Can you put every row below into a numbered list, skipping blank lines and leaving out the pictures?

GIVEN DATA ->
§ §
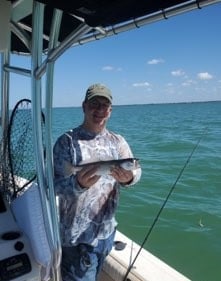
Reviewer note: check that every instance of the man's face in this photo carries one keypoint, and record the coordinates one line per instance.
(97, 112)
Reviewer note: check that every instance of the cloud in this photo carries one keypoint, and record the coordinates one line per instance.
(155, 61)
(107, 68)
(111, 68)
(141, 84)
(188, 83)
(178, 72)
(204, 76)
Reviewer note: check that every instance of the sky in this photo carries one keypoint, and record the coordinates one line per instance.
(173, 60)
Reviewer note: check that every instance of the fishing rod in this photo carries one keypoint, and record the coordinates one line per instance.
(164, 203)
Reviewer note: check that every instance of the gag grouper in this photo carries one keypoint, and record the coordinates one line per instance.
(104, 167)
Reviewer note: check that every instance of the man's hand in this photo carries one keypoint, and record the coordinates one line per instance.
(87, 176)
(121, 175)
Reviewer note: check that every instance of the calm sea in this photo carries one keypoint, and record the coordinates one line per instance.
(188, 232)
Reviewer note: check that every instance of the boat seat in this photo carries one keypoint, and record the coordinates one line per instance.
(28, 212)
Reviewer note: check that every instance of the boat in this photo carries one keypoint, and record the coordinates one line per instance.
(44, 30)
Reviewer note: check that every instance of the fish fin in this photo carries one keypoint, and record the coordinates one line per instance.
(68, 169)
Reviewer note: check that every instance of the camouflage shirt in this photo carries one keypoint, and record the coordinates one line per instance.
(87, 214)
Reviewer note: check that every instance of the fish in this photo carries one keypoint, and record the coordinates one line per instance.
(104, 167)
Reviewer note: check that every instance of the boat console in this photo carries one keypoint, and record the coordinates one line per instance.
(16, 258)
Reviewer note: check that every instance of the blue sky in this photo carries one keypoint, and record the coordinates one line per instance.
(174, 60)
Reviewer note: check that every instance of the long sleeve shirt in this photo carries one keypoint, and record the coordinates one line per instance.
(88, 214)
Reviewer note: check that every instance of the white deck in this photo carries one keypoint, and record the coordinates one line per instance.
(146, 268)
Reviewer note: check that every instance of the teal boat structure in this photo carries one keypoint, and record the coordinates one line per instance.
(44, 30)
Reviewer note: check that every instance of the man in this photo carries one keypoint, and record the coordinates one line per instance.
(88, 201)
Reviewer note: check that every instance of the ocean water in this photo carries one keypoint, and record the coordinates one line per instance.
(179, 147)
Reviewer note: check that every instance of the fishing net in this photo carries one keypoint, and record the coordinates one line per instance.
(18, 168)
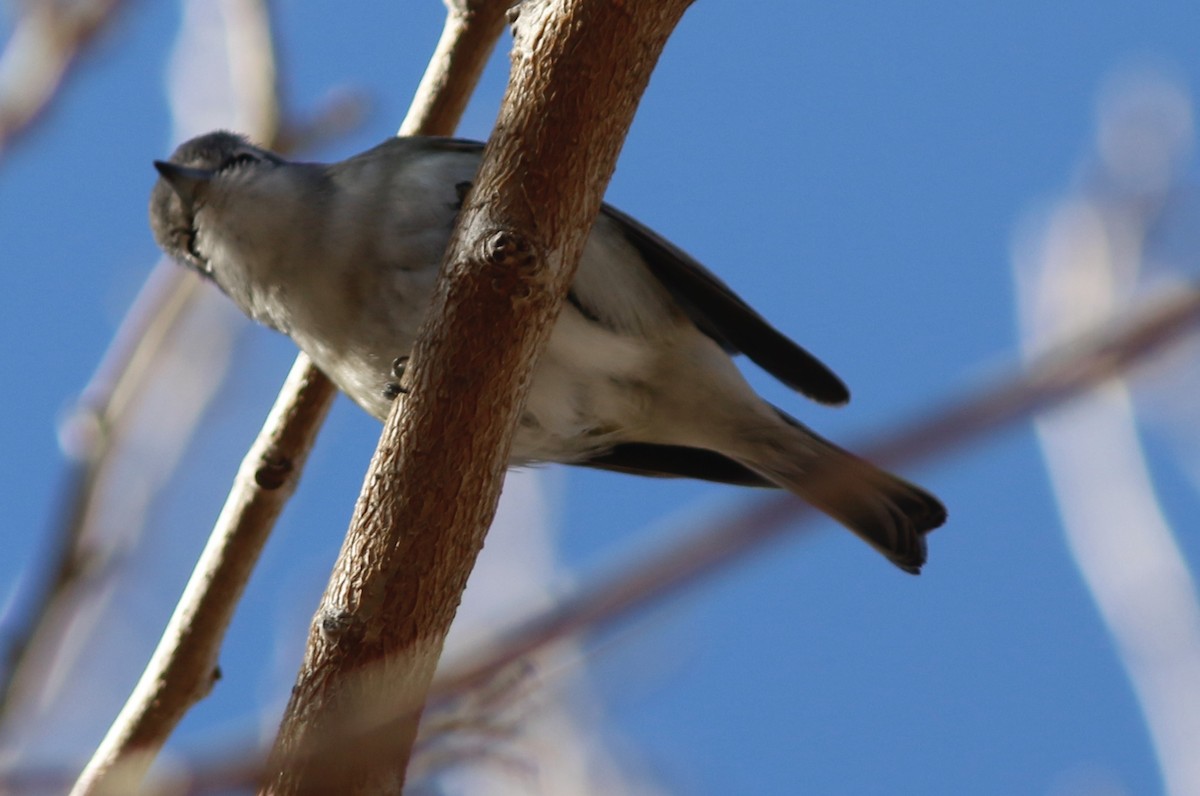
§ §
EXERCISE RESPONSE ->
1. Reviewer note: check that every instance of the man's face in this photo carries one keypoint, and record the coordinates one line per instance.
2. (97, 112)
3. Reviewer note: check that every instance of the cloud in this photo carries one keypoint, and record the coordinates one line per instance.
4. (155, 61)
5. (107, 68)
6. (111, 68)
7. (141, 84)
8. (188, 83)
9. (178, 72)
10. (204, 76)
11. Reviewer note: check that every instance of the sky in this photo carries one keypoint, and record the coordinates one line per instance.
12. (173, 60)
13. Reviewer note: check that every instance of the fishing rod in this photo carries one keypoint, and record the coordinates one line per instance.
14. (164, 203)
15. Reviewer note: check that every instance of the gag grouper in this photo carries one keypoint, and record the coordinates one line per instance.
16. (104, 167)
17. Reviewer note: check that every instance of the man's hand in this photo carries one keypoint, and record the coordinates one line per instance.
18. (87, 176)
19. (121, 175)
20. Reviewer note: check that every instance of the calm sea in this photo carries one keypoint, and record the coordinates one line per instance.
21. (188, 232)
22. Reviewer note: check that every instance of the boat seat in this photo carries one keypoint, and record the coordinates one line per instance.
23. (28, 212)
24. Reviewer note: check that every instance of the boat in this photo carries one keypoint, and record the coordinates one line per instance.
25. (44, 30)
26. Reviewer note: check that every instance of the fish fin in this photo carries one keypoint, and record the coordinates one line per instance.
27. (68, 169)
28. Reviewer note: check that every instance of the camouflage shirt in this photo carries one keypoint, and record the coordinates one line per instance.
29. (87, 214)
30. Reviewer note: check that every instance of the fish in this photo carries one keypoint, and record the coordinates one line per instance.
31. (104, 167)
32. Reviewer note: check that every instance of the boat console in this photo carries one keypoint, and record the coordinates one line per instance.
33. (16, 258)
34. Reviewer note: check that every instance of the blue sky in this photo carries one keypoint, and record the coordinates one line per instance.
35. (174, 60)
36. Reviewer note: check that every instance of the long sleeve shirt in this photo carries one keypoint, and record the coordinates one line per instance.
37. (88, 214)
38. Reviewer note: check that every instance of the white deck in this photo carries one keypoint, and record the coordinates one line per instance.
39. (146, 268)
40. Reviewer note: check that every instance of the teal boat structure in this photo carries one keypoint, and record the coordinates one line per instance.
41. (44, 30)
42. Reviewer note: check that every instance of the man in this photo carries one keypoint, and record the coordinates one line per instance.
43. (88, 201)
44. Reviewer note: check that every instance of the ocean water in this photo carries one keypoint, and record the coordinates one line per instance.
45. (179, 147)
46. Reviewer note: check that every instance of the fishing net in this photo carries one keypoint, and record the coordinates one line per instance.
47. (18, 168)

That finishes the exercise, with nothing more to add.